» **Exercise brief**
An unchanged copy of all the lines below is expected, and it should contain no pictures.

[Photo-based referring expression data]
=== Section Start ===

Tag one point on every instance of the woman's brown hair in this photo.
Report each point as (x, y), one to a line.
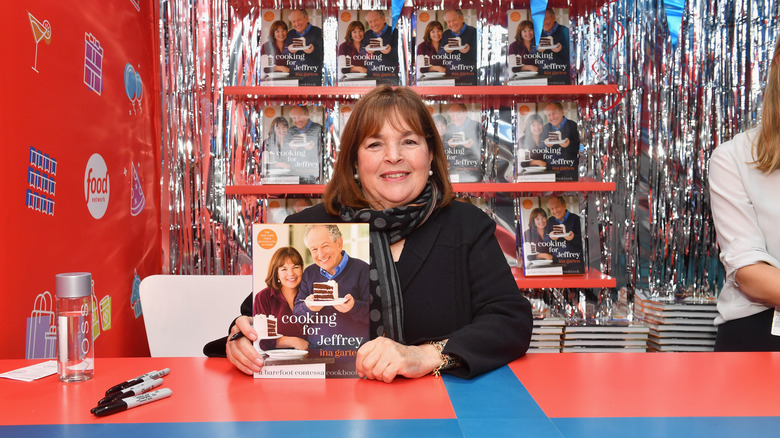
(278, 260)
(766, 148)
(429, 28)
(399, 106)
(350, 28)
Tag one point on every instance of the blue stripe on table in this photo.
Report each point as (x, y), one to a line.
(497, 404)
(445, 428)
(689, 427)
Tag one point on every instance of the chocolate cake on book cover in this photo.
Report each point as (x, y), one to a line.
(461, 131)
(373, 59)
(446, 47)
(298, 59)
(548, 142)
(551, 231)
(313, 339)
(292, 145)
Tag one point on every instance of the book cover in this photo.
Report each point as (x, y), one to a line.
(548, 142)
(310, 287)
(367, 49)
(277, 209)
(292, 47)
(446, 47)
(547, 63)
(292, 147)
(551, 233)
(459, 125)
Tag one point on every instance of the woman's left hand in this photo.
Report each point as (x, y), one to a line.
(347, 305)
(384, 359)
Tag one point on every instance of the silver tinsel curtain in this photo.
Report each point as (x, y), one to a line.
(676, 104)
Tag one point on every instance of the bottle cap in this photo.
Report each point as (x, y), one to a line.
(74, 284)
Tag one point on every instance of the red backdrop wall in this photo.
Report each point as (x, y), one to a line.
(80, 167)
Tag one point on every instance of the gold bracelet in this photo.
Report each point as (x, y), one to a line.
(447, 361)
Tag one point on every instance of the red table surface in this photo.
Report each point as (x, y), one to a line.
(206, 390)
(652, 384)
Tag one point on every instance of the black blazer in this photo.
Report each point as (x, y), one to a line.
(457, 285)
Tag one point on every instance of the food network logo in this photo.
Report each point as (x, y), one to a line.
(96, 186)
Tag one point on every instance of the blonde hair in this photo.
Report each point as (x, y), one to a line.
(766, 148)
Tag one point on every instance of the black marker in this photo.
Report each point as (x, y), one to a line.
(144, 386)
(131, 402)
(151, 375)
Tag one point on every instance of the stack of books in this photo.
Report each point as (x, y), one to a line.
(546, 337)
(685, 325)
(609, 337)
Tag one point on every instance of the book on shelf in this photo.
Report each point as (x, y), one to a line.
(277, 209)
(605, 336)
(549, 330)
(652, 346)
(551, 232)
(292, 47)
(608, 328)
(643, 301)
(460, 128)
(604, 342)
(703, 328)
(548, 142)
(545, 344)
(680, 341)
(309, 324)
(292, 145)
(367, 48)
(549, 321)
(533, 349)
(683, 334)
(660, 320)
(446, 47)
(706, 314)
(545, 63)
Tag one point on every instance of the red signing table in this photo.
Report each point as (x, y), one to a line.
(555, 395)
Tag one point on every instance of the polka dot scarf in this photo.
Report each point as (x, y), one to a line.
(387, 227)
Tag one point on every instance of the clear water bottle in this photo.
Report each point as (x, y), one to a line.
(75, 349)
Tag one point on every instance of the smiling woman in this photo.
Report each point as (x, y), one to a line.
(443, 298)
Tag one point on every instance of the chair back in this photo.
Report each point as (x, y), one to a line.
(184, 312)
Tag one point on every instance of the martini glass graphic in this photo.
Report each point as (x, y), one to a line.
(41, 31)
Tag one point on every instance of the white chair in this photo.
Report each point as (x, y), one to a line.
(184, 312)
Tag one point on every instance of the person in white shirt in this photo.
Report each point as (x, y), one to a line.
(744, 185)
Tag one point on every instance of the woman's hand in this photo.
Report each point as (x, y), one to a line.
(241, 352)
(384, 359)
(292, 342)
(347, 305)
(309, 301)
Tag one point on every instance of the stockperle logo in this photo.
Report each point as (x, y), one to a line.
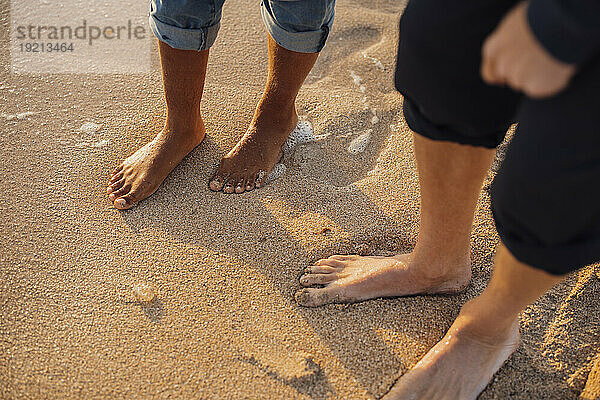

=== Section End ===

» **Answer for the task**
Tag one point on every instance of the woman's brown hair in this photo.
Report each point as (x, y), one to a line.
(278, 260)
(766, 148)
(429, 28)
(399, 106)
(350, 28)
Tag one point on every instance of the blue stripe on table in this photo.
Report each point as (x, y), one to a line.
(497, 404)
(445, 428)
(689, 427)
Tag one point on every instance of the chocolate cake on book cover in this photo.
Report each point as (x, y), one to a line.
(461, 131)
(373, 59)
(446, 47)
(298, 59)
(548, 142)
(551, 231)
(313, 339)
(292, 145)
Tag one point on every instance of the book cover in this photo.
Report each point as (x, y), one to a line.
(548, 142)
(310, 287)
(367, 49)
(277, 209)
(292, 47)
(446, 47)
(547, 63)
(292, 147)
(551, 233)
(459, 125)
Tag one point on every instance of the woman's left hand in this photo.
Report each point as (x, y), one to a line.
(347, 305)
(384, 359)
Tag one point on every instance of the silver tinsel curtain in this photo.
Report each point as (x, y), one to a line.
(676, 104)
Tag one point on every instance of the bottle cap in this photo.
Report each point as (x, y), one to a line.
(74, 284)
Tag one point on every instance of the red backdrop wall in this photo.
Report each point as (x, y), one to a line.
(80, 167)
Tag one point on every instance of the gold bracelet in this photo.
Report each point as (x, y), one to a line.
(447, 361)
Tag one point on every instance of the red table surface in this photo.
Report each point as (x, y), one to a line.
(206, 390)
(652, 384)
Tag one point on every instance of the black blazer in this photo.
Report each point as (x, y), one to a line.
(457, 285)
Tag one point on every instance of the food network logo in this photo.
Report each point as (x, y), one to a line.
(96, 186)
Tag one point on every instance of the blonde hair in this photo.
Report each point as (x, y), one to a line.
(766, 148)
Tag one point on every instance of the black marker in this photo.
Report each point as (x, y), one to a line.
(144, 386)
(131, 402)
(151, 375)
Tag one point on every instance of the stack of books in this photo.
Report each point as (x, y), one to a line.
(546, 337)
(685, 325)
(609, 337)
Tag one point on every instance of the book on shelf in this photo.
Report each point as (x, y), one to a line.
(277, 209)
(605, 336)
(549, 330)
(652, 346)
(551, 232)
(292, 47)
(608, 328)
(643, 301)
(460, 128)
(604, 342)
(703, 328)
(548, 142)
(545, 344)
(680, 341)
(309, 324)
(292, 145)
(367, 48)
(549, 321)
(533, 349)
(683, 334)
(660, 320)
(446, 47)
(706, 314)
(545, 63)
Tag one point on every instance of the red signing table in this photo.
Report each point as (x, y), one to a line.
(555, 395)
Tag one point on every instance of the polka dot scarf in this photo.
Report each point as (x, y), one to a line.
(387, 227)
Tag one point on every instance of the clear water bottle in this photo.
Report each point as (x, y), one to a line.
(75, 349)
Tag one point on every instance of the smiling woman in this photo.
Report each point as (x, y), one to a line.
(443, 298)
Tag one point on every instance of the chair back in this photo.
Report each point as (x, y), one to a line.
(184, 312)
Tag one point on every instance of the martini glass graphic in this photo.
Report each point as (x, y), one to a line.
(41, 31)
Tag one point on every instance of the white chair in this photo.
Report each point as (x, y), one to a line.
(184, 312)
Tag one point on every instance of the person in white shirt in this photo.
Report each point as (x, y), one to a line.
(744, 185)
Tag one point on every instance of the woman's hand in this photo.
Report each point as (x, y), one to a line.
(241, 352)
(384, 359)
(292, 342)
(347, 305)
(309, 301)
Tag one point on every instance of the stockperle logo in this photo.
Report each point as (x, y), one to a line.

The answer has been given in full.